• **DESCRIPTION OF THE TASK**
Copy out the Mead Lover's Digest issue below word for word, from start to finish.

• **PROVIDED TEXT**
———

Mead Lover's Digest #46 Mon 30 November 1992


Forum for Discussion of Mead Brewing and Consuming
John Dilley, Digest Coordinator


Contents:
Subject? What Subject? What are you talking about? (COYOTE)


Send articles for submission to the digest to mead-lovers@nsa.hp.com
Send digest addition or removal requests to mead-lovers-request@nsa.hp.com

----------------------------------------------------------------------

Date: 30 Nov 1992 00:51:41 -0600 (MDT)
From: COYOTE <SLK6P@CC.USU.EDU>
Subject: Subject? What Subject? What are you talking about?

REQUEST: Please use useful subject lines. Hence- the whole point
in having a subject listing at the beginning of the digest!
I understand it is easier to simply "REPLY" to a previous digest, but
makes for a very useless listing at the beginning (n to mention uninformative)
This request has been passed on other forums, and I think would be well to
be followed here.

Now as for mead....

The cranberry mead is chuggin' along nicely. I have one gallon jug
in the basement (~55 deg F) and one upstairs (~ 65-70 deg), and haven't
noticed a difference. The activity seems equivalent.

———

• **RECORDS SHOWN**

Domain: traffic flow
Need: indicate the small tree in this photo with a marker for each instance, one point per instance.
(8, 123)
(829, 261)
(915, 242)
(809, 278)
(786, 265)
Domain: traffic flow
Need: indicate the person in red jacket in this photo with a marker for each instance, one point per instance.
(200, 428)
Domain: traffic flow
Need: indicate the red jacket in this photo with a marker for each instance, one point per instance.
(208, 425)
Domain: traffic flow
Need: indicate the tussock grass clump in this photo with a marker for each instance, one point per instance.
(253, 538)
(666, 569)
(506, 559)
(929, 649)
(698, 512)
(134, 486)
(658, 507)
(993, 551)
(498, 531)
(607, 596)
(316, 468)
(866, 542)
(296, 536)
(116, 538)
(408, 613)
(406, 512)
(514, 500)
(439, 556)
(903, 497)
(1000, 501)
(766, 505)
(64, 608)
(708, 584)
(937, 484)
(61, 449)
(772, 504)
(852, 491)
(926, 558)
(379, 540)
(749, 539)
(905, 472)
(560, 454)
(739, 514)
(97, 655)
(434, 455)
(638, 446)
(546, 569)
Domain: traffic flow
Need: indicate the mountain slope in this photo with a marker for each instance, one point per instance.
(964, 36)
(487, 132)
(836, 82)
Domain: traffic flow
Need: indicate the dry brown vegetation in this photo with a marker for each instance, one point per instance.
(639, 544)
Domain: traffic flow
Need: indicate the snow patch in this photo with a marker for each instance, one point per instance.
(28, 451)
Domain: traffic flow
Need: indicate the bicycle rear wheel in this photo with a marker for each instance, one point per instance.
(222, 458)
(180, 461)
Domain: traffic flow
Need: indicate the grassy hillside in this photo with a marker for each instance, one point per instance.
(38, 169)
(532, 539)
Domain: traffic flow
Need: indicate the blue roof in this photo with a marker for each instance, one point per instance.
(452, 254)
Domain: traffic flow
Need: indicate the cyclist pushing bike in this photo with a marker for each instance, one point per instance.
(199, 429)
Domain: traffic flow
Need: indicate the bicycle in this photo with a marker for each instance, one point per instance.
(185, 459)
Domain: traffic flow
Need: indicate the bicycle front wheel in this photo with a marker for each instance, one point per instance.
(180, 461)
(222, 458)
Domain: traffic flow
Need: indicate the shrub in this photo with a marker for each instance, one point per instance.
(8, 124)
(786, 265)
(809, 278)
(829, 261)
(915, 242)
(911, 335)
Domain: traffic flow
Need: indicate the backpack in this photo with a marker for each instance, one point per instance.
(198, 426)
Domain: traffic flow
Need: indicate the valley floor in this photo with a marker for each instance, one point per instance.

———

• **OUTPUT OF THE EXERCISE**
Mead Lover's Digest #46 Mon 30 November 1992


Forum for Discussion of Mead Brewing and Consuming
John Dilley, Digest Coordinator


Contents:
Subject? What Subject? What are you talking about? (COYOTE)


Send articles for submission to the digest to mead-lovers@nsa.hp.com
Send digest addition or removal requests to mead-lovers-request@nsa.hp.com

----------------------------------------------------------------------

Date: 30 Nov 1992 00:51:41 -0600 (MDT)
From: COYOTE <SLK6P@CC.USU.EDU>
Subject: Subject? What Subject? What are you talking about?

REQUEST: Please use useful subject lines. Hence- the whole point
in having a subject listing at the beginning of the digest!
I understand it is easier to simply "REPLY" to a previous digest, but
makes for a very useless listing at the beginning (n to mention uninformative)
This request has been passed on other forums, and I think would be well to
be followed here.

Now as for mead....

The cranberry mead is chuggin' along nicely. I have one gallon jug
in the basement (~55 deg F) and one upstairs (~ 65-70 deg), and haven't
noticed a difference. The activity seems equivalent.